> Task description
Look through the lines below; wherever the word "white" appears, copy that line.

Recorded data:
[Start of Attachment]

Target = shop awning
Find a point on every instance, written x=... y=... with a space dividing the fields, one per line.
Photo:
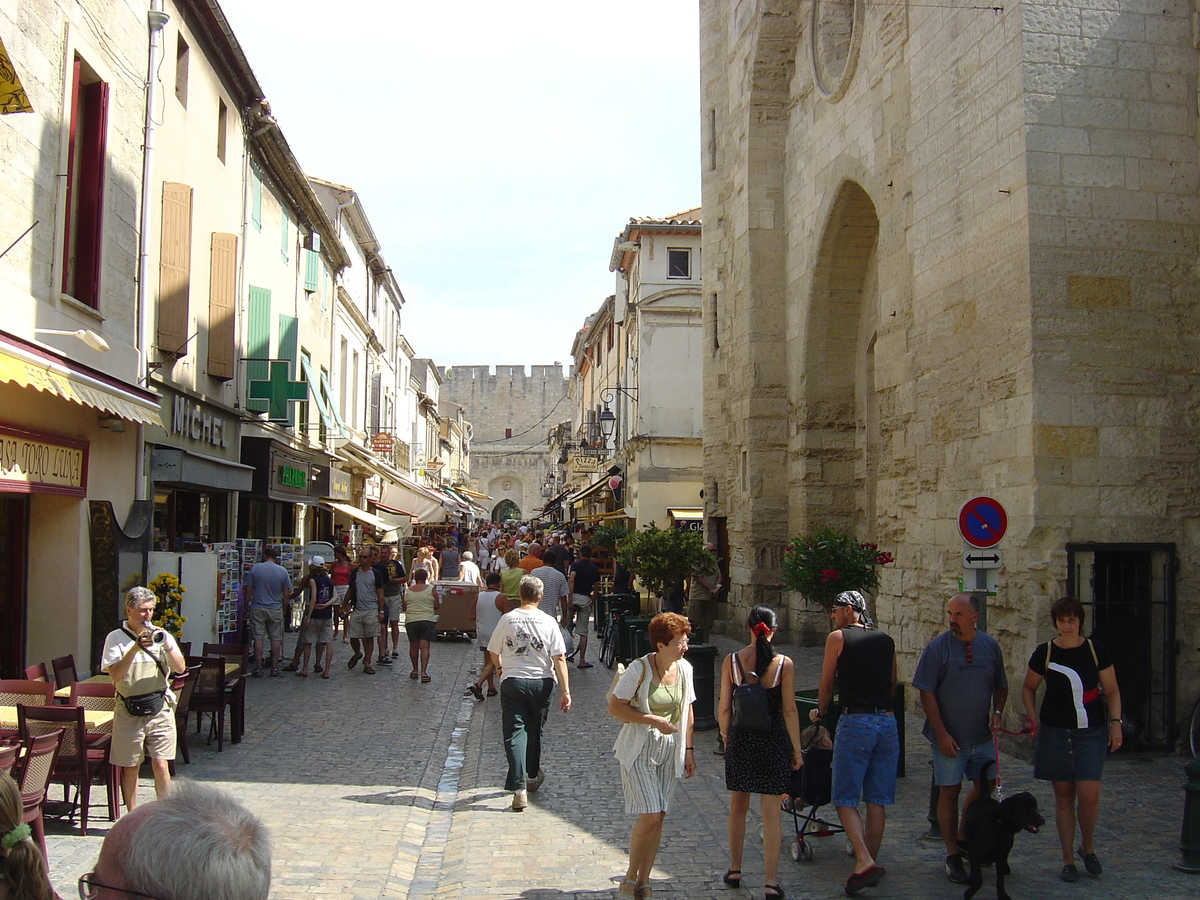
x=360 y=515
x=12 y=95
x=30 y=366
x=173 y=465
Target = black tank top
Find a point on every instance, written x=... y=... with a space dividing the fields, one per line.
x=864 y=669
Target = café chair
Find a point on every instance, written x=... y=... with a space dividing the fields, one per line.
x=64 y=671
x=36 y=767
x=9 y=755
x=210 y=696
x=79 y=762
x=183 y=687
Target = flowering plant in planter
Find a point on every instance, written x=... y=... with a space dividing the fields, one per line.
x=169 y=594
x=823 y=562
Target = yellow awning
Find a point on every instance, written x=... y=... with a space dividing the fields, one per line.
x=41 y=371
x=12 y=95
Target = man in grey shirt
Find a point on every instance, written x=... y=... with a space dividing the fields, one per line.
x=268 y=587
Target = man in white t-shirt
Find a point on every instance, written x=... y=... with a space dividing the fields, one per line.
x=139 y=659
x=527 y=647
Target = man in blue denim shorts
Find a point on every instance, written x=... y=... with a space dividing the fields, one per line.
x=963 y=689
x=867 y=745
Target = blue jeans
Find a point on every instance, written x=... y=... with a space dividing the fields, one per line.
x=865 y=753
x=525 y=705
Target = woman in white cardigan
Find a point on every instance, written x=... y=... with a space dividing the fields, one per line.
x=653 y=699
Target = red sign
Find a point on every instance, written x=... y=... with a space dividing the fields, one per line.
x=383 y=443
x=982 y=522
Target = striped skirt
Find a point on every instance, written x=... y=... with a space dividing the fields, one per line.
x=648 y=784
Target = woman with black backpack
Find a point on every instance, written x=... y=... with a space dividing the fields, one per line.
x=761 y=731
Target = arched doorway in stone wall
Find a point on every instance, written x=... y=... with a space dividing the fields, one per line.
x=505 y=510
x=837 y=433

[End of Attachment]
[Start of Attachment]

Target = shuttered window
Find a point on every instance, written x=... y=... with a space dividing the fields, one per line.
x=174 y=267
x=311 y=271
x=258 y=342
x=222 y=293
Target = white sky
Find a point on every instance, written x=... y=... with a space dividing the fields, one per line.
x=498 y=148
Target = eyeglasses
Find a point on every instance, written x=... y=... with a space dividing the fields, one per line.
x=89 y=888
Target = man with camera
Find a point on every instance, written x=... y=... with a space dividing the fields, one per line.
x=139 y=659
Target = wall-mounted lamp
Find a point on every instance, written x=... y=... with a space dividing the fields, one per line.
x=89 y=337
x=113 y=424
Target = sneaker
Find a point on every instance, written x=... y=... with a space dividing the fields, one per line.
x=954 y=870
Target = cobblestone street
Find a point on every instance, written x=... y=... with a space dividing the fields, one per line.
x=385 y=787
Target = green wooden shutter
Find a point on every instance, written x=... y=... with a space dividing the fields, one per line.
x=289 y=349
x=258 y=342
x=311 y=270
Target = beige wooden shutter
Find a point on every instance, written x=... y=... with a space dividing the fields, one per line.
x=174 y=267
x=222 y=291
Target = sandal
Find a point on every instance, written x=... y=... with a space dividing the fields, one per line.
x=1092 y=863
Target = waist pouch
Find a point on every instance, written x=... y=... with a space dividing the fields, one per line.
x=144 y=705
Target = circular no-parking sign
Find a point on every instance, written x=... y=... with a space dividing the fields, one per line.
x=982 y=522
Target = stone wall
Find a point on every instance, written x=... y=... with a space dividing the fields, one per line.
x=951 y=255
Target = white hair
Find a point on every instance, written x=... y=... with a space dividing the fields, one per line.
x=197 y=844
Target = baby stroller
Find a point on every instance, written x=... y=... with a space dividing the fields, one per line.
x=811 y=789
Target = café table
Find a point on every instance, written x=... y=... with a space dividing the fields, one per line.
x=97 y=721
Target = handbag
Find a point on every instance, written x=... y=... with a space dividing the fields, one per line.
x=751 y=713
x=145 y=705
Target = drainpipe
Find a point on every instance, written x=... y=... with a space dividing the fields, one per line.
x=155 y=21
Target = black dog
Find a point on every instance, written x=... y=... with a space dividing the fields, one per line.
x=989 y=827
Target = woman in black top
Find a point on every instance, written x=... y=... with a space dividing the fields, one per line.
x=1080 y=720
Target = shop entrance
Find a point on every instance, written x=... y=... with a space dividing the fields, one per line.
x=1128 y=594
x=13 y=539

[End of Attachment]

> Solution
Target = man in white t-shirt
Target = woman in white cardigan
Target = white sky
Target = white hair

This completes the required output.